■ PAGE EXTRACT
▽

Article

California Love

| posted on March 07, 2013

Golden peaks kissed by offshore winds; what's not to love? Photo: Gilley

Rob Gilley

Previously in denial about his photographic past, Rob Gilley now rummages through his trove of mediocrity.

I know this European surfer who wanted to take a trip in January. He didn’t care if it was a warm or cool water destination, he just wanted to get away from home, surf, and have fun. He had already been to the Caribbean and Morocco, and was looking for somewhere new.

As it turned out, he ended up sitting on his ass for the entire duration of his trip. This is because he chose the North Shore of Oahu as his destination, and he arrived just in time for one of those massive, rainy, trade-wind-ridden surf patterns—just full-on diarrhea at sea.

I knew from the get-go that he had made a bad decision, and not because of the weather. It was because I knew how this guy surfed, and realized that even if the conditions were better, he wouldn’t have enjoyed himself. When it comes to most surfers’ abilities, macking Hawaii and fun sessions are mutually exclusive.

△

■ REQUIRED ACTIONS
**1.** Decide whether each statement below agrees with the article, answering yes or no and quoting the words of the article that settle it.
(a) Before this trip, the surfer had been to the Caribbean and Morocco.
(b) The surfer insisted on a warm water destination.
(c) The writer judged the trip a bad decision mainly because of the weather.
**2.** In one to three sentences, explain why the writer of the article knew from the start that the surfer's choice was a bad one.
**3.** Answer these questions from the article.
(a) In which month did the surfer want to take his trip?
(b) What destination did he choose?
(c) On what date was the article posted?

■ LISTED RECORDS

▽

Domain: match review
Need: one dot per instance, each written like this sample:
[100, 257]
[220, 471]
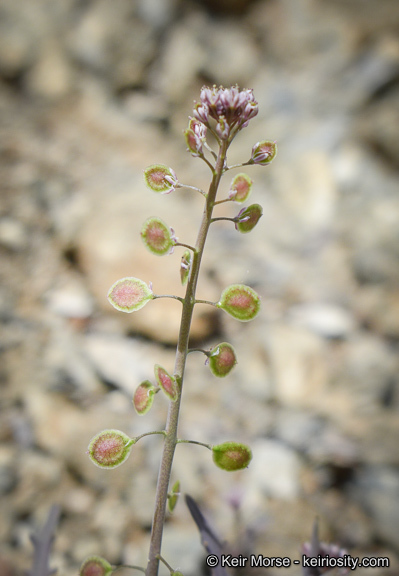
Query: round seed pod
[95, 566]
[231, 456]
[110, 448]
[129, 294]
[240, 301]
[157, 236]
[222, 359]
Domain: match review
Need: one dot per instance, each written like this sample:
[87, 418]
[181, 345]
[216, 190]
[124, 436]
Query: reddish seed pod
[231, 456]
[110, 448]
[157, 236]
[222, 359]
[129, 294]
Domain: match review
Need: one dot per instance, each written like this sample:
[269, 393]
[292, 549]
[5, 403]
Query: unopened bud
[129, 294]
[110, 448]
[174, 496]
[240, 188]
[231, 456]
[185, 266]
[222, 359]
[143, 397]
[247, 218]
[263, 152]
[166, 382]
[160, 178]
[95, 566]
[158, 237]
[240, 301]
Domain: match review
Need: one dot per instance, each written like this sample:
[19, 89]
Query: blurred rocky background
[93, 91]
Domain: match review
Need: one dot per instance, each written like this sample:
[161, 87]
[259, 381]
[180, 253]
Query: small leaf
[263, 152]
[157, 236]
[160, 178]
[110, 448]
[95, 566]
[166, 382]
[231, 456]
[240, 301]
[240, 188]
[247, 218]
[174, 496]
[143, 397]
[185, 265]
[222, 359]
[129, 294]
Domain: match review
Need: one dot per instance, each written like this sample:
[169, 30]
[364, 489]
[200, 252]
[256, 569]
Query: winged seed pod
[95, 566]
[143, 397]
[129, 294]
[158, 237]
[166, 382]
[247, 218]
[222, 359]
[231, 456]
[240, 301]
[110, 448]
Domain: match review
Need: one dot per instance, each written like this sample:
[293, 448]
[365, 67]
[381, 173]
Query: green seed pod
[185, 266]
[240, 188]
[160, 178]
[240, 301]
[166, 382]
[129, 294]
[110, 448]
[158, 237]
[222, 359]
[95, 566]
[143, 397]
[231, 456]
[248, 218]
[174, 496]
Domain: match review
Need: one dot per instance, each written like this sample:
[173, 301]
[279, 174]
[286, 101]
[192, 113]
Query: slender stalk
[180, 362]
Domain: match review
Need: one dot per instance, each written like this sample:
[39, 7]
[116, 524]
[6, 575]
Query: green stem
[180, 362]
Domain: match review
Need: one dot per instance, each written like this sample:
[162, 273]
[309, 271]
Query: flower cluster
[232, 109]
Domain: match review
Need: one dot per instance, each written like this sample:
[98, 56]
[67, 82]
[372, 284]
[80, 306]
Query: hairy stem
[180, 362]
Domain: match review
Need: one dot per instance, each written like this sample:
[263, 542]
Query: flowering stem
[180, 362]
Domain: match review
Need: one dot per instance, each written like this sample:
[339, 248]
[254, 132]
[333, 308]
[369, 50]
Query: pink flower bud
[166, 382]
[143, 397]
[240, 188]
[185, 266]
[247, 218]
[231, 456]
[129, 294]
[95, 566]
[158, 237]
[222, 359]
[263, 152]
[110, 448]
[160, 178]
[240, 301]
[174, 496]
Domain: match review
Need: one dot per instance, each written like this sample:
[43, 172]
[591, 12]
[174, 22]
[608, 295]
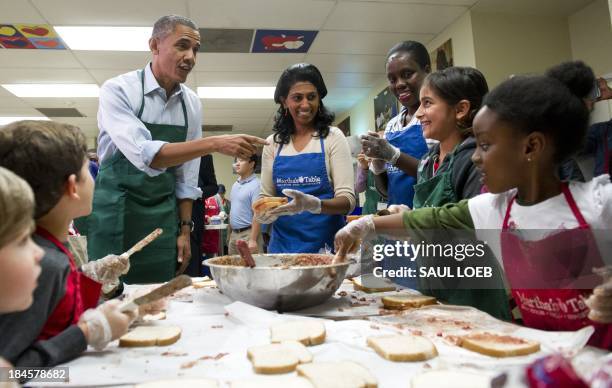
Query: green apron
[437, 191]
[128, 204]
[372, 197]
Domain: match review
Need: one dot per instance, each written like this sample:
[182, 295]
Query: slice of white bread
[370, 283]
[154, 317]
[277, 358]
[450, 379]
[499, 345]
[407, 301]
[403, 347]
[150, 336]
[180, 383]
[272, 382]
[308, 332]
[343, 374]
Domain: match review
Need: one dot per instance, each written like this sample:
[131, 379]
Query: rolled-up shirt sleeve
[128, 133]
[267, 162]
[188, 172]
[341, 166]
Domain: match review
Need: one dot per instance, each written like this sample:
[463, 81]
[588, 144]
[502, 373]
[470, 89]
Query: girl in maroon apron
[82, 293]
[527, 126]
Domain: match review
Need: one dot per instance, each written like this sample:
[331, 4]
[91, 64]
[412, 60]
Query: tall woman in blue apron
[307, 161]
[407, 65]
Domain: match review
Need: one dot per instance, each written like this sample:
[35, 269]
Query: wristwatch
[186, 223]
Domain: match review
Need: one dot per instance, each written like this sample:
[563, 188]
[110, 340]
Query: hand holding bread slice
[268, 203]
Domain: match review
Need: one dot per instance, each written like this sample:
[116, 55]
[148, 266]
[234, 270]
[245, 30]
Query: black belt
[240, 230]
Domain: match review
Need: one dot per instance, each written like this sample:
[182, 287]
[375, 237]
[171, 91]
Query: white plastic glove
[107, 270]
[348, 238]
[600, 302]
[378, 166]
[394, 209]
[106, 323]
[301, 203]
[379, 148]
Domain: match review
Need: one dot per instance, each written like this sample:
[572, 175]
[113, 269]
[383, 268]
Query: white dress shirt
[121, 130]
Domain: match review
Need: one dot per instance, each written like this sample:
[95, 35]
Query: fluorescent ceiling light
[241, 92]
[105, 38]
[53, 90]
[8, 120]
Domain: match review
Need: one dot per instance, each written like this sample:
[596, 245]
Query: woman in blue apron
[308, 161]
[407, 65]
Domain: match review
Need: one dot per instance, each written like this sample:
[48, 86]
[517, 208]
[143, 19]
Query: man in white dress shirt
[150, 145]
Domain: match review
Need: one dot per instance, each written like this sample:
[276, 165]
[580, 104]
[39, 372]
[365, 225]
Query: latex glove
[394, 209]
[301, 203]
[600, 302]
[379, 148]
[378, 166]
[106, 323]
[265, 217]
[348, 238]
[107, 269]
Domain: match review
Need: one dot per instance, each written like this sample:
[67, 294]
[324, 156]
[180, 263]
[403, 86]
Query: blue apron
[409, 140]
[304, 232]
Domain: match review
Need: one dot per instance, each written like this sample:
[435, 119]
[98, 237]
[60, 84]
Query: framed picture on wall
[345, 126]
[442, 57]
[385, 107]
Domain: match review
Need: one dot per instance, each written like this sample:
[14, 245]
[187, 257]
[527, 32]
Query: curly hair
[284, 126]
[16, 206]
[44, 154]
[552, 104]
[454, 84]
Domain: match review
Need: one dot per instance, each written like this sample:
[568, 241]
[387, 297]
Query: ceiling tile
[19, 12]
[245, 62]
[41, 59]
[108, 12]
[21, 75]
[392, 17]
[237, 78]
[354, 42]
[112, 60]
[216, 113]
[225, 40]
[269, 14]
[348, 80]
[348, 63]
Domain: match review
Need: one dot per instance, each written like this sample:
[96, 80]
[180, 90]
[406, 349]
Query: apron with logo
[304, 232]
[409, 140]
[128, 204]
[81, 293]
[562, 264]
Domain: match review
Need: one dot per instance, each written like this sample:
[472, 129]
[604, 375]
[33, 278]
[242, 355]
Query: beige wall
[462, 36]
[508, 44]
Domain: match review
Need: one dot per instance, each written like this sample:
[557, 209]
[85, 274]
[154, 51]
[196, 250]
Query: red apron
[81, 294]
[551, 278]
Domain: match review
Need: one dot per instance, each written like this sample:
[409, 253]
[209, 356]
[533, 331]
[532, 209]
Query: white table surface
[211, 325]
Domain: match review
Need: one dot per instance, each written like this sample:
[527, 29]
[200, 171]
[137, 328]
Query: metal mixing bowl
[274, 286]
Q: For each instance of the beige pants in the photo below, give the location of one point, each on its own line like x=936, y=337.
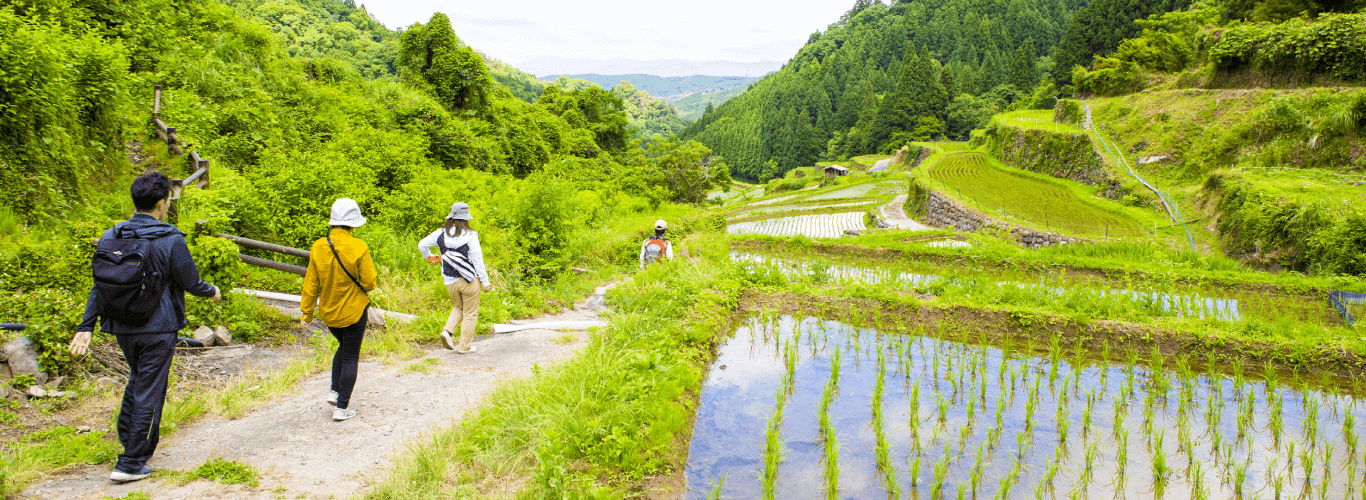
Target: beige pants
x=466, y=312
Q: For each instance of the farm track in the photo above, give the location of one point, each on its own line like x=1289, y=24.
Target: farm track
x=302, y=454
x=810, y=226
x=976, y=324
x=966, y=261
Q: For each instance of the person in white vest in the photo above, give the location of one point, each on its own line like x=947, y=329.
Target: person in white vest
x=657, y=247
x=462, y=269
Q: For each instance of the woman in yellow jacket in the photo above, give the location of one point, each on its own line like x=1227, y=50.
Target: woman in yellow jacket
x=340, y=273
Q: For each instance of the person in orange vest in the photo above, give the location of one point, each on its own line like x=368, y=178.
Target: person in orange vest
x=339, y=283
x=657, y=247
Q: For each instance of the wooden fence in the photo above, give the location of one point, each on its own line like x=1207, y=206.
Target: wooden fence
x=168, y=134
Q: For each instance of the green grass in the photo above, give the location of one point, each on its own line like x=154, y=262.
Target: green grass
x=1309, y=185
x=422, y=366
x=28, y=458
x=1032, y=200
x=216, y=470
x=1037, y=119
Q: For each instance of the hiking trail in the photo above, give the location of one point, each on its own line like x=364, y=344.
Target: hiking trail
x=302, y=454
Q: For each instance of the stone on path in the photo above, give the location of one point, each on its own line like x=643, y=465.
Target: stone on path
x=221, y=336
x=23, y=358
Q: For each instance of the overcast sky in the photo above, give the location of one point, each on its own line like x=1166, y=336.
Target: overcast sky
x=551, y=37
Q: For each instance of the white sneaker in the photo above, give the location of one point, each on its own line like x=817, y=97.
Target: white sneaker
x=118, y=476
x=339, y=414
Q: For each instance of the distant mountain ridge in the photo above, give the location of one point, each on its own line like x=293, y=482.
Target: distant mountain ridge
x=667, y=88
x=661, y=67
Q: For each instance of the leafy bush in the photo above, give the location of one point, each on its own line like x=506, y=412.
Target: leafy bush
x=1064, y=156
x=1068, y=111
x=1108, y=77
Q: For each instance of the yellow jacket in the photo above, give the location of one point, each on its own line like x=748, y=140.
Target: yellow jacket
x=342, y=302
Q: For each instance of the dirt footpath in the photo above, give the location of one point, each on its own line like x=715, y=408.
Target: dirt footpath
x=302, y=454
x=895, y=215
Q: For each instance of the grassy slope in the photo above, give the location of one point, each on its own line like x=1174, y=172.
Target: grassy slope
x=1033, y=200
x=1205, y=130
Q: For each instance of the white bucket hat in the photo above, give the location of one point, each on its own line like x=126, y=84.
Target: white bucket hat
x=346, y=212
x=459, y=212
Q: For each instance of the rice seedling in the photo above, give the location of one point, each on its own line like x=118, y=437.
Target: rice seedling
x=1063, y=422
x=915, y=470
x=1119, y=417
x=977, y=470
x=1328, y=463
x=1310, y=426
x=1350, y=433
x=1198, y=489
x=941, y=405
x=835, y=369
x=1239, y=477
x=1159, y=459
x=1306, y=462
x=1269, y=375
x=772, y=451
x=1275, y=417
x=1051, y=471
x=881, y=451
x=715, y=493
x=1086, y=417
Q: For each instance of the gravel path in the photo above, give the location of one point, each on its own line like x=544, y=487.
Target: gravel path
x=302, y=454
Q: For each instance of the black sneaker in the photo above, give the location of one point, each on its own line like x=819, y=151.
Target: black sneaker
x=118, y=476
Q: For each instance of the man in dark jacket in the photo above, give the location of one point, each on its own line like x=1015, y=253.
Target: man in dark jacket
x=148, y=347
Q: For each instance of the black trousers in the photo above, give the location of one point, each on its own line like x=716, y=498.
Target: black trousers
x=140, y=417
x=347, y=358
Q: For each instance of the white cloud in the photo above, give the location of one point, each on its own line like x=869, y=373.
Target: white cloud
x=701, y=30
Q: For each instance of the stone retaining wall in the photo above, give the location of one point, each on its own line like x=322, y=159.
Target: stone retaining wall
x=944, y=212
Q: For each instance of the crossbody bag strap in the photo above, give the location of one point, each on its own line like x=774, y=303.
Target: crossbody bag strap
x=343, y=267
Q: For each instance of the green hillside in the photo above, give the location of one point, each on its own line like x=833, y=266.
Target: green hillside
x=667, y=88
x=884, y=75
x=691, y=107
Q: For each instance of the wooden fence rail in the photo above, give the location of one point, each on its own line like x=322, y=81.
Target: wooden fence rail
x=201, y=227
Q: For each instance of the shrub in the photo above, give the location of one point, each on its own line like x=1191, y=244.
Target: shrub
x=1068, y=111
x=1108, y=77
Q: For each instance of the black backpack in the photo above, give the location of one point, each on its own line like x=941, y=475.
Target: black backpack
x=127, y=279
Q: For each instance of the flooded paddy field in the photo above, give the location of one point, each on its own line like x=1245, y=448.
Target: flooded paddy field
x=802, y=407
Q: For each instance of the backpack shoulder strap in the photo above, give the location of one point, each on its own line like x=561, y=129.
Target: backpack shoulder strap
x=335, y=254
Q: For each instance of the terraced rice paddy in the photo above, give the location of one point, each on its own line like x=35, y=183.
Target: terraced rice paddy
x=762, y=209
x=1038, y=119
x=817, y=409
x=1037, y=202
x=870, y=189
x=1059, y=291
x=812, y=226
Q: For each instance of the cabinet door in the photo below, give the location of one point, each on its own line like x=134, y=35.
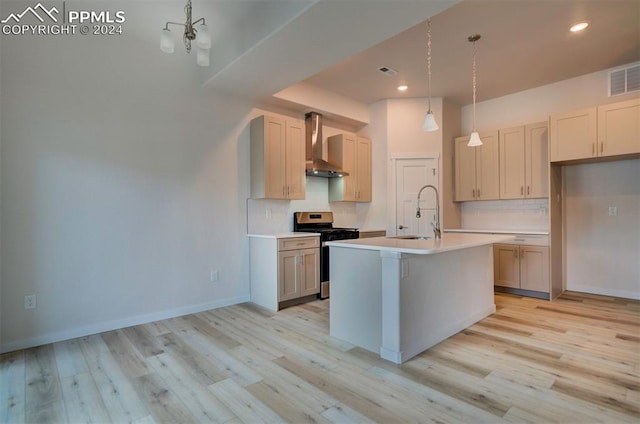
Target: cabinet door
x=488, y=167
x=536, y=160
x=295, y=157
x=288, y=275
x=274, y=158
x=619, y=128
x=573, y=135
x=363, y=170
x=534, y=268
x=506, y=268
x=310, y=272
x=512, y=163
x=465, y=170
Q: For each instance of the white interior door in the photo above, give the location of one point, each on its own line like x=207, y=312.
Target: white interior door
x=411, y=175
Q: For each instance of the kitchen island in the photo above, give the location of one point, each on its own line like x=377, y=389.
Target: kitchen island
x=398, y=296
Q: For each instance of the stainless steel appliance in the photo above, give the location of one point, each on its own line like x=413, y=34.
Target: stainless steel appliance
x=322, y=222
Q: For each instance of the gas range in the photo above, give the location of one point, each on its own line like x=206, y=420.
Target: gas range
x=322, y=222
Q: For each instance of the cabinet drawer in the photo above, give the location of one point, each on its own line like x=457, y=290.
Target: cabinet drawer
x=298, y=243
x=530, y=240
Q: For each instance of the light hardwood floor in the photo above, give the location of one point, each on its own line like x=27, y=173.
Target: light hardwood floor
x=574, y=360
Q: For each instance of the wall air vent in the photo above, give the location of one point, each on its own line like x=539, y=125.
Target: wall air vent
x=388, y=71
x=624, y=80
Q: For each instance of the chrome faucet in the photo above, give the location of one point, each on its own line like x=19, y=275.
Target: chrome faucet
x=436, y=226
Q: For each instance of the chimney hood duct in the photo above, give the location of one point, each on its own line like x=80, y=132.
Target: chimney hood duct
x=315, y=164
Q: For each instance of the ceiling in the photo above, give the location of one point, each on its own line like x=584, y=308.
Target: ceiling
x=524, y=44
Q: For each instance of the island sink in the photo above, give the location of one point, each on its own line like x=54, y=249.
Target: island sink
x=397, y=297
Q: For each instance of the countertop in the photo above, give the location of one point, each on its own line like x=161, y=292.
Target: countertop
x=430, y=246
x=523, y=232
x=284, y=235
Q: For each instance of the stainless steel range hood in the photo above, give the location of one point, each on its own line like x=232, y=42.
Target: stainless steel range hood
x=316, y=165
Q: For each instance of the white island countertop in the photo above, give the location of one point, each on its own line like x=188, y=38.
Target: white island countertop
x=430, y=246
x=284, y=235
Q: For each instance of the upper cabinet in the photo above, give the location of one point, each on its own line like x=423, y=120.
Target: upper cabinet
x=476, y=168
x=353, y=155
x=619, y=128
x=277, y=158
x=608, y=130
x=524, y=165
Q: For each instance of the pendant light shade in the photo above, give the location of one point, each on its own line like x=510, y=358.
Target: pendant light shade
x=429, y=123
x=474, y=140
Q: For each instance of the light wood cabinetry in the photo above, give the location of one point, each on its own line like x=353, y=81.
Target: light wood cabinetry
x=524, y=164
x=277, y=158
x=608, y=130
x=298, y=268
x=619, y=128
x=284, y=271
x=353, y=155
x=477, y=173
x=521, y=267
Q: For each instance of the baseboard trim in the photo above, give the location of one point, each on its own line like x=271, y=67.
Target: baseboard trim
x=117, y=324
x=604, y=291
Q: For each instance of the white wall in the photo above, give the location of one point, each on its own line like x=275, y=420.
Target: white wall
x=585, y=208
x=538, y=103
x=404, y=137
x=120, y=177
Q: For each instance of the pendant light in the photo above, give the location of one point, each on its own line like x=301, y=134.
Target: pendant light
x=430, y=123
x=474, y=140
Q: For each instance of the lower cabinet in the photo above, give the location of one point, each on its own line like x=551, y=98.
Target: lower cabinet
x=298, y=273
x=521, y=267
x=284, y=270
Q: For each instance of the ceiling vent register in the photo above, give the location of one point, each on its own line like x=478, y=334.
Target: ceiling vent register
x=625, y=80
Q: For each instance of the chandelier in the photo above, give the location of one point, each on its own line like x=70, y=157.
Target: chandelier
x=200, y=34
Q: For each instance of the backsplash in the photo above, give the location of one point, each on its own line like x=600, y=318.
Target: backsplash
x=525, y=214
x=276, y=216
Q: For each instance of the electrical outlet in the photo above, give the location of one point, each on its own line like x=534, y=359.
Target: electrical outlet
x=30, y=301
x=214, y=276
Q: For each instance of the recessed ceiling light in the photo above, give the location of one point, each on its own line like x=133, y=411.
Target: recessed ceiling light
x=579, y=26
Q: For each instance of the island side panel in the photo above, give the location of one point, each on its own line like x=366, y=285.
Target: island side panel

△

■ SOLVED TASKS
**1.**
(a) Yes: "He had already been to the Caribbean and Morocco"
(b) No: "He didn’t care if it was a warm or cool water destination"
(c) No: "I knew from the get-go that he had made a bad decision, and not because of the weather."

**2.** The writer knew how the surfer surfed and realized he wouldn't have enjoyed himself even if conditions had been better. For most surfers' abilities, macking Hawaii and fun sessions are mutually exclusive.

**3.**
(a) January
(b) The North Shore of Oahu
(c) March 07, 2013